Copy out every row below word for word, and leave out the pictures.
>>>>>
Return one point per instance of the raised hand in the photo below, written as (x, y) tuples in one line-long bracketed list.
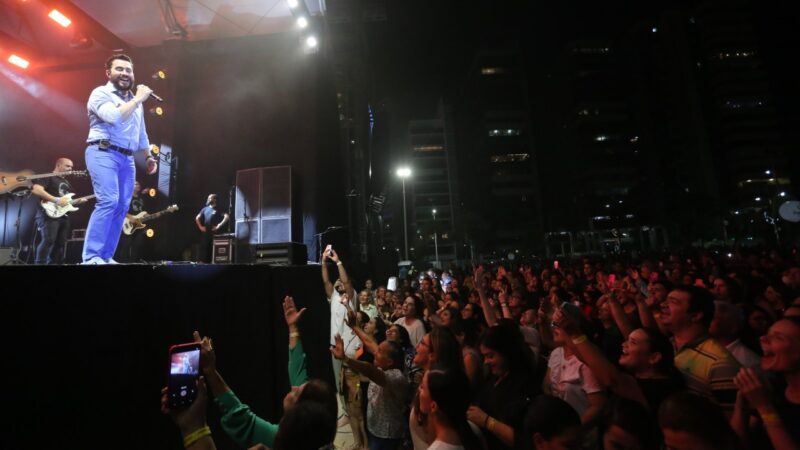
[(193, 417), (338, 350), (208, 359), (290, 312)]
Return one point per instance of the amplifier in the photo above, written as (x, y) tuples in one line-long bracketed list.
[(73, 251), (223, 250), (282, 253)]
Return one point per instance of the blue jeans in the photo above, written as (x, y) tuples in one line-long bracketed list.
[(113, 175)]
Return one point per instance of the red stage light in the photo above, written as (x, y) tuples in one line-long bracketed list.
[(18, 61), (61, 19)]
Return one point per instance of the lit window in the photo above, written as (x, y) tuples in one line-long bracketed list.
[(428, 148), (510, 157), (505, 132), (493, 70)]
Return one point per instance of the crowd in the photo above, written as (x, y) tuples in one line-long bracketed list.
[(698, 352)]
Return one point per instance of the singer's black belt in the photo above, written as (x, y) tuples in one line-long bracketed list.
[(105, 144)]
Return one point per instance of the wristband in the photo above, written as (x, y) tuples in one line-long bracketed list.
[(580, 339), (196, 435)]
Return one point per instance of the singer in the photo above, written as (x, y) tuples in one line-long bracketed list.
[(116, 131)]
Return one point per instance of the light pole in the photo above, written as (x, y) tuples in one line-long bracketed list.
[(403, 173), (435, 240)]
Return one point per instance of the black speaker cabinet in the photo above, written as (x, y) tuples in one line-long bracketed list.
[(283, 253)]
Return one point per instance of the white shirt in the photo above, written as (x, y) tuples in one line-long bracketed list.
[(338, 313), (416, 331), (440, 445), (571, 380)]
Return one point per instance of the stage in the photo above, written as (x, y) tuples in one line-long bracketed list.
[(86, 346)]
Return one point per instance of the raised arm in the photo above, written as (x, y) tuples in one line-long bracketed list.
[(368, 370), (326, 280), (606, 373), (343, 274), (488, 309)]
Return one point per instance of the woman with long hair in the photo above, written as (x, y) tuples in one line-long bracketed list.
[(442, 400)]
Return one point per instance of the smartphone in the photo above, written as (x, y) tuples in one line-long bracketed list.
[(184, 370)]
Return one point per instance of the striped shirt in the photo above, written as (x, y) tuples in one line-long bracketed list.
[(708, 368)]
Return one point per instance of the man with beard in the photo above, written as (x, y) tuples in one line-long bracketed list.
[(116, 131)]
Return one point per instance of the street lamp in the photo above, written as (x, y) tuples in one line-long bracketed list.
[(403, 173), (435, 240)]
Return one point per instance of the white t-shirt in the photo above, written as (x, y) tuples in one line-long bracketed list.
[(416, 331), (439, 445), (338, 313), (571, 380)]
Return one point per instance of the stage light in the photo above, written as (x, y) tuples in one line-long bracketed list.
[(19, 61), (60, 19)]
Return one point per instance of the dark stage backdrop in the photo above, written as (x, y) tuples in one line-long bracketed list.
[(83, 364), (230, 104)]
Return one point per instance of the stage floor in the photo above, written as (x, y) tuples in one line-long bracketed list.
[(86, 346)]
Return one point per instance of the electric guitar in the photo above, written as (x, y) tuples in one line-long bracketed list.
[(23, 180), (54, 211), (128, 227)]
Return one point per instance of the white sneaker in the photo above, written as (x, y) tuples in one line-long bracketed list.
[(96, 260)]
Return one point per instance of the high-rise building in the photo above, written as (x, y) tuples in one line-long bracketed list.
[(434, 187)]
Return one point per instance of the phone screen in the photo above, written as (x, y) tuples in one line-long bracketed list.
[(184, 370)]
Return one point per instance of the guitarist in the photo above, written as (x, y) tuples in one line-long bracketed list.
[(129, 247), (54, 232)]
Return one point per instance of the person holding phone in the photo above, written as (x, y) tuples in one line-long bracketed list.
[(240, 423)]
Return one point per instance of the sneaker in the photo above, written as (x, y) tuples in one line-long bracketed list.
[(96, 260)]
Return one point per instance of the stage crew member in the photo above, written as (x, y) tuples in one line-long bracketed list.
[(209, 221), (116, 131), (54, 231)]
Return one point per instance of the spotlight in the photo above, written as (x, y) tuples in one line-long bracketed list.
[(80, 40), (19, 61), (61, 19)]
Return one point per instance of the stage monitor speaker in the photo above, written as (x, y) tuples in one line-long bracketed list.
[(282, 253), (265, 206)]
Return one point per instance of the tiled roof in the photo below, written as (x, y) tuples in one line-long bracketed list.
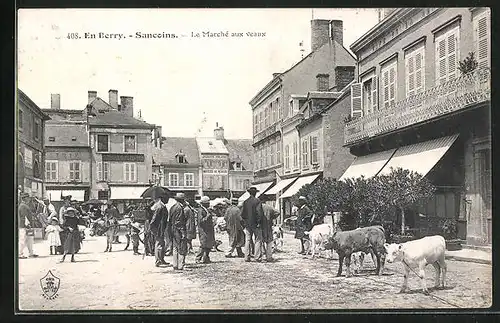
<<<<<
Answer to this problem »
Return one point per instance of the raised hand in the photo below, written as (x, y) tuples in one line-long bracketed list.
[(193, 417), (338, 350), (208, 359), (290, 312)]
Return one point per instance of the amplifier in the photo above, written as (x, y) tuples in one line-long bracketed list.
[(73, 251), (223, 250), (282, 253)]
Return one point per instance of the blue jeans in the photo above, written as (x, y) tuples in one line-long bracketed list.
[(113, 175)]
Return one point per instance of the red stage light in the photo above, written as (x, y) tuples in one line-long bracketed list.
[(18, 61), (61, 19)]
Return one point per instance of the lit window in the photo above, written as (x, y) tuples in one line-long bracketed list.
[(428, 148), (510, 157), (505, 132), (493, 70)]
Return one point per instance of the crowd in the photo above, written as (x, y) tuples in one line-long bracketed list.
[(698, 352)]
Return one point per instance of the singer's black belt in the photo above, written as (x, y) tuples in one line-long bracketed list.
[(105, 144)]
Return one point per instance of the wristband in the photo above, written as (x, y) tuples in one line-long bracketed list.
[(580, 339), (196, 435)]
Return one point per instance of the singer in the photo above, written as (x, y) tuples in one line-long bracketed list.
[(116, 131)]
Return one point per instance of the light pole in the photo above, written as (x, y) tuples in one line-long bracketed list.
[(403, 173), (435, 240)]
Return one point per instance of the black speaker cabinet in the photo above, written as (x, y) tuples in one line-long bracketed list.
[(283, 253)]
Return one point per instance of the white shirt in the photo above, written as (x, y) tuples in one line-long bracketed list.
[(338, 313), (416, 331), (440, 445), (571, 380)]
Return one point per instance of the stage in the photo above, written as (x, y) tuples in one line-long bracketed list.
[(86, 346)]
Return one point per instance of the raised arm in the photo above, written as (x, y) tuples in one line-long bracketed list.
[(368, 370), (326, 280), (606, 373), (343, 274), (488, 309)]
Return one point per instance of the woman with long hair in the photo above, written as (x, y) tuples in one line-long bracketed list.
[(442, 400)]
Return one point per instance of the smartphone in the photo above, written as (x, y) tuples in one line-long bracketed list.
[(184, 370)]
Return one point per instance of the striped shirt in the photo above, written as (x, y) tuples in one line-long bracketed list.
[(708, 368)]
Return one point per instance of the man with beard in the photo above, written as (x, y) tuples in one line-long bracketed list.
[(116, 131)]
Return one point per instance of the street lamp in the photo above, written as (x, y) tuples in one line-long bracketed list.
[(403, 173), (435, 240)]
Return one point per instance of the white t-shirt in the photo above, written as (x, y) tuples in one line-long bracketed list.
[(416, 331), (439, 445), (338, 313), (571, 380)]
Return one point per instance of the stage light in the photo above, written as (x, y) tuples in one line-long bracketed list.
[(19, 61), (60, 19)]
Return one point per instance of the dark stage backdrop in the photo above, written as (x, y) tuples in one line-long bracketed list.
[(83, 364), (230, 104)]
Return one point per instance of the stage floor in the photo above, written as (x, y) tuples in one line-long bracketed list.
[(86, 346)]
Return one point per instance of the electric guitar in the photo above, written as (x, y) tuples in one line-long bracketed list.
[(23, 180), (54, 211), (128, 227)]
Return one point per instance of the white sneaker in the photo above, written as (x, y) tuples in one line-long bracketed list.
[(96, 260)]
Return one point per instance of the high-rise building in the photo above, written as (x, y) tuples in one line-long bracketed list.
[(434, 187)]
Return one point per instance of the phone screen in the photo above, written as (x, y) tuples in one line-long bracketed list.
[(184, 370)]
Return one point per instance of the guitarist in the photo above, written as (x, y) tuples in one line-long bracketed list.
[(129, 247), (54, 232)]
Return one point per instance of the person holding phone in the photo above, written as (x, y) tuples in one line-long bracketed list.
[(240, 423)]
Return one point per instance of the sneaker in the photo above, written as (x, y) tuples in one line-long bracketed list.
[(96, 260)]
Return one point per instance of the stage crew member in the photo above, written as (x, y) tuples in one line-long bracketed list.
[(209, 221), (116, 131), (54, 231)]
Return one point per instance of the spotlight in the photo above, written as (x, y) tuples in one line-long bracketed list.
[(80, 40), (19, 61), (61, 19)]
Return one point per instance of the stage monitor speaker in the photo above, written as (x, y) tuples in one line-long bracketed list.
[(282, 253), (265, 206)]
Return one point per instance of the tiled roof in the photo below, written as (x, y) tuples in one line-long bracketed list.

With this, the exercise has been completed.